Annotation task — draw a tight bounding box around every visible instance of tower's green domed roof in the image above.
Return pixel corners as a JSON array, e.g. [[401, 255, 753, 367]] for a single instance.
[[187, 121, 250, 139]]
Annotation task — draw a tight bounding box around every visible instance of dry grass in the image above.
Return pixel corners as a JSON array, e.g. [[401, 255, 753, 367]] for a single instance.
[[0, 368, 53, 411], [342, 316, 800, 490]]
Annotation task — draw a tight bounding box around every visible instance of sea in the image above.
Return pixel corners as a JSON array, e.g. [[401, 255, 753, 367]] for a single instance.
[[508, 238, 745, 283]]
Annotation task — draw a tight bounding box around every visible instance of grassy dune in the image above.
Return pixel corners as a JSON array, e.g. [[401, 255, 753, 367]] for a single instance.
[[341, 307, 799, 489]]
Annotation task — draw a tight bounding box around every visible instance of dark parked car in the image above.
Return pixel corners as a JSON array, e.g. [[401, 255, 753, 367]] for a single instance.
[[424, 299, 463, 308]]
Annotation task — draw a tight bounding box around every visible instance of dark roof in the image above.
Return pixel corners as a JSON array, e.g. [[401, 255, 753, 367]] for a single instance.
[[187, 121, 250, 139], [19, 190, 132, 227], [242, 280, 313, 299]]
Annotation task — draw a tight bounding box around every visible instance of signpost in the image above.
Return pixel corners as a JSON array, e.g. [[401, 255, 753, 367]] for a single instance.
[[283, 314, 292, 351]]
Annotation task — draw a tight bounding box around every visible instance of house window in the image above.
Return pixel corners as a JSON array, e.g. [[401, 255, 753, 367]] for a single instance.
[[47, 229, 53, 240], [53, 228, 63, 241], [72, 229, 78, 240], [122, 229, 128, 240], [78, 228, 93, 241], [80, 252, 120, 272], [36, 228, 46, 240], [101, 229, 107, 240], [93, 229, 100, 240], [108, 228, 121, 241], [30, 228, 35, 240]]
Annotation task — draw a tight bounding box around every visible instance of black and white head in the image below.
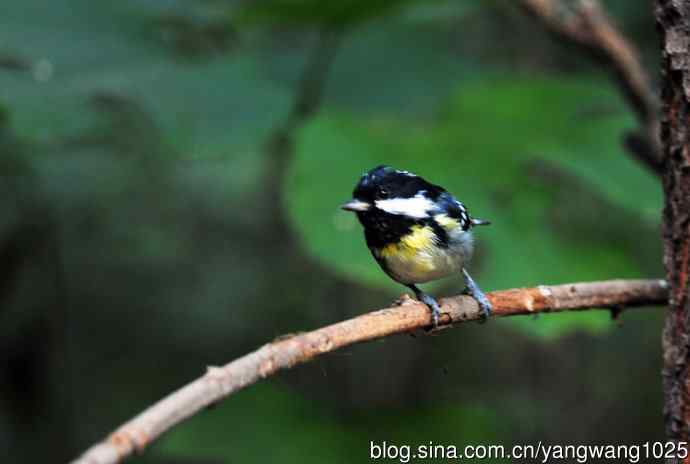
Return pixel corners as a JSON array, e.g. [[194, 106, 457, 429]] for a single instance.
[[341, 166, 488, 243], [340, 166, 455, 249], [341, 166, 442, 220]]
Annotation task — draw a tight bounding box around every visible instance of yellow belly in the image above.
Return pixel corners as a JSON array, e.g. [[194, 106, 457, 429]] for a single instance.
[[376, 225, 471, 284]]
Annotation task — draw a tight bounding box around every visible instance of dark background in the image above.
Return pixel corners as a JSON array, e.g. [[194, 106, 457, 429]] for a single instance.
[[0, 1, 665, 462]]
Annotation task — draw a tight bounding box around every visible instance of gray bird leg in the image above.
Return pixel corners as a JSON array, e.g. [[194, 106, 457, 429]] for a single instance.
[[462, 268, 491, 320], [407, 284, 441, 327]]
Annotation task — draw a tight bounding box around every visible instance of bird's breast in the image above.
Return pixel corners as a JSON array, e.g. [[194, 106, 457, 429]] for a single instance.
[[373, 225, 473, 284]]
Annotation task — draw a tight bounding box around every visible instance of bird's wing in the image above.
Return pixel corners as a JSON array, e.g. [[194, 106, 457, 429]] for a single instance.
[[436, 192, 472, 231]]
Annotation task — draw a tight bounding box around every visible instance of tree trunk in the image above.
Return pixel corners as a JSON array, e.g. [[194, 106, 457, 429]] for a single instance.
[[657, 1, 690, 454]]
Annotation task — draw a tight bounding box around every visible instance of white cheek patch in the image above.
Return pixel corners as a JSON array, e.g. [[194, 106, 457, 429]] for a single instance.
[[375, 194, 434, 218]]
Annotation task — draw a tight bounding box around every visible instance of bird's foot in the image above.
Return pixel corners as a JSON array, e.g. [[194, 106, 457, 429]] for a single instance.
[[418, 292, 442, 328], [407, 285, 441, 327], [472, 290, 492, 322], [462, 269, 492, 322]]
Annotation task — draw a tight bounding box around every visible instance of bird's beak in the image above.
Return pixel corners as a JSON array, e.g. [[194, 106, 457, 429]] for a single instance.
[[341, 199, 370, 212]]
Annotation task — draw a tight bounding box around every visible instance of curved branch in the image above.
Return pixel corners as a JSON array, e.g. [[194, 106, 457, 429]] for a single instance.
[[521, 0, 662, 175], [71, 278, 668, 464]]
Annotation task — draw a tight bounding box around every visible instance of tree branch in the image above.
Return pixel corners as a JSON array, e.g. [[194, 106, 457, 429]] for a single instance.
[[71, 278, 667, 464], [521, 0, 662, 175]]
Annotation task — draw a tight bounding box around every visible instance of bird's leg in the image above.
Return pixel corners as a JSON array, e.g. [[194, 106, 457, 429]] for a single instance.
[[462, 268, 492, 320], [406, 284, 441, 327]]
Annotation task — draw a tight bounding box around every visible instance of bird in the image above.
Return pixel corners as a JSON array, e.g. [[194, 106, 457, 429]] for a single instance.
[[341, 165, 491, 327]]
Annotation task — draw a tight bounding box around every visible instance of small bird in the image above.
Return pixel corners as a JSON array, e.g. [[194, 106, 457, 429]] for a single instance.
[[341, 165, 491, 326]]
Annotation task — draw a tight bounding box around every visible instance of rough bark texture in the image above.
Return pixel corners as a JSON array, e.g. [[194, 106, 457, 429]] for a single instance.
[[71, 279, 667, 464], [658, 0, 690, 453]]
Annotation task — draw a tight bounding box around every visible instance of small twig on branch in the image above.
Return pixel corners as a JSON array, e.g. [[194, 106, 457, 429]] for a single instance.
[[71, 279, 667, 464], [520, 0, 662, 175]]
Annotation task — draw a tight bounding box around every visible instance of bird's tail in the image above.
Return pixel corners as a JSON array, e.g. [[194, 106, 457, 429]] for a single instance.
[[471, 217, 491, 226]]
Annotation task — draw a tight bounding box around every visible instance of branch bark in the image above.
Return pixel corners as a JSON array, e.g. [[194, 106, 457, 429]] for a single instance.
[[71, 279, 667, 464], [521, 0, 662, 174], [656, 1, 690, 455]]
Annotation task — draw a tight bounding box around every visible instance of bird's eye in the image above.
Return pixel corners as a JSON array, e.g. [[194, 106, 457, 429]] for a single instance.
[[378, 187, 388, 198]]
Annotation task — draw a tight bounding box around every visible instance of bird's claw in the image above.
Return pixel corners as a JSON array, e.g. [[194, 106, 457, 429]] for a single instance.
[[431, 306, 440, 327], [468, 289, 491, 323], [406, 284, 443, 328], [462, 268, 492, 323], [476, 296, 492, 323], [417, 292, 441, 328]]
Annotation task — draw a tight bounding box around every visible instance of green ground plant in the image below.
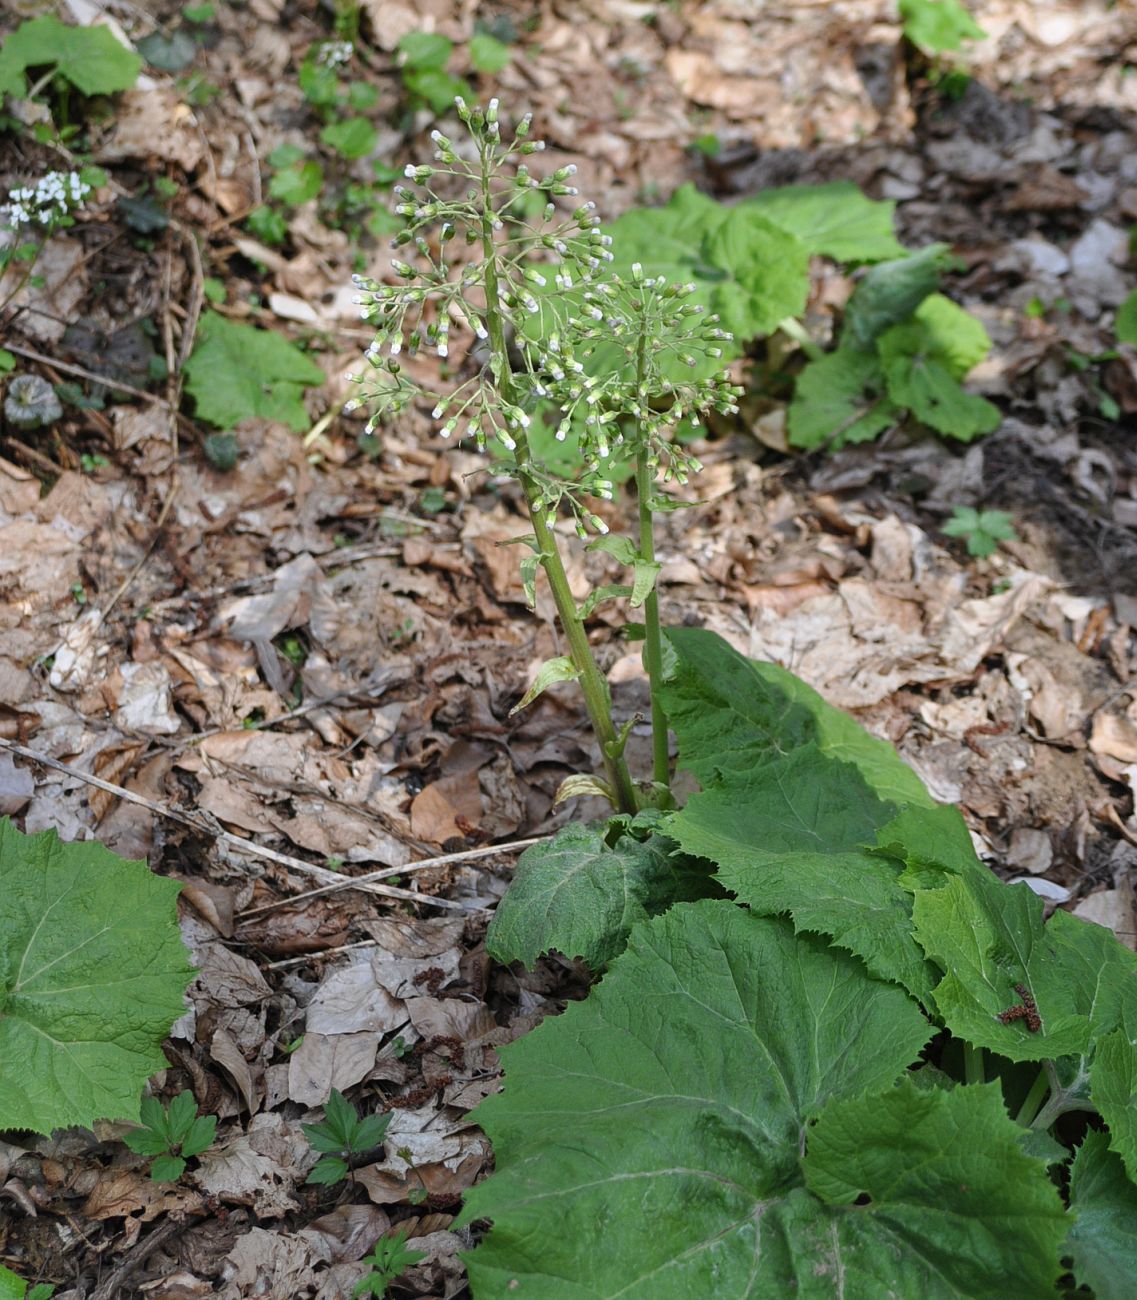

TRY IT |
Review the material and copy each line in which the word "dark" appears.

RESULT BELOW |
Annotation task — draw a tight bounding box around every visible instance of dark parked car in the image above.
Annotation task — draw a tight bounding box around every visible instance of dark roof in the image above.
Annotation task — draw a tight bounding box around every visible instance of dark background in the image above.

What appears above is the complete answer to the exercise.